Text block:

ACCOUNTABILITY SEGMENT (new addition to T.H.C. – as by sharing my goals, I am more accountable for pursuing them):


Goals as stated in Volume 1, Issue 1:



  • Create a 40-minute set of rock music song originals (or parodies) and play them in a live show for my 50th birthday (May-ish 2020) I began guitar lessons in January.  I can play six notes on two strings, but not very fast and not without looking.  I can also play 4 or 5 chords, but I’m definitely going to need back up at my show (if the show happens.)
  • Complete a triathlon – I can still do the run and swim, but I haven’t been in a pool and now I don’t know if any NYC pools are open OR if the triathlon will occur in April (my gut says no)

Information supplied:
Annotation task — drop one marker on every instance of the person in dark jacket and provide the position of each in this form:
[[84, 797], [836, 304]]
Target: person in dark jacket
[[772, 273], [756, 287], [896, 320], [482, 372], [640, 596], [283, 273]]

Requests:
**a.** According to the accountability segment, how many notes can the writer play on the guitar, and on how many strings?
**b.** Carry on with the goals update from the point where it stops, after the triathlon item.
The material after the accountability segment is separate from it.

Responses in order:
**a.** Six notes on two strings.

**b.**
  • Fly to London, catch a Jaguars football game in Wembley Stadium, and possibly hang with “Jackie Chan” – My favorite comedian will be in London the weekend of October 16th.  If the Jaguars play that weekend or the weekend after, I may go to both events 
 
  • Perform at least 24 times (twice a month) – yeah well, um …, I’ve been putting up humorous dance moves, but that’s about it
 
  • OR land a gig at a comedy club helping the booker or wrangling comics at an open mic – not so much to report (same as last month)
 
  • Finishing a book or screenplay – the book is my guide on raising children though the moral of the story is not to have them in the first place, and the screenplay would be an original tale of several characters interconnected in their dysfunctional lives OR a re-write of The Warriors (A grotesque thought, I know but I didn’t say I’d do ALL of this) – I’ve prioritized my own self-helpery, but I have ideas and one or two titles (same as last month)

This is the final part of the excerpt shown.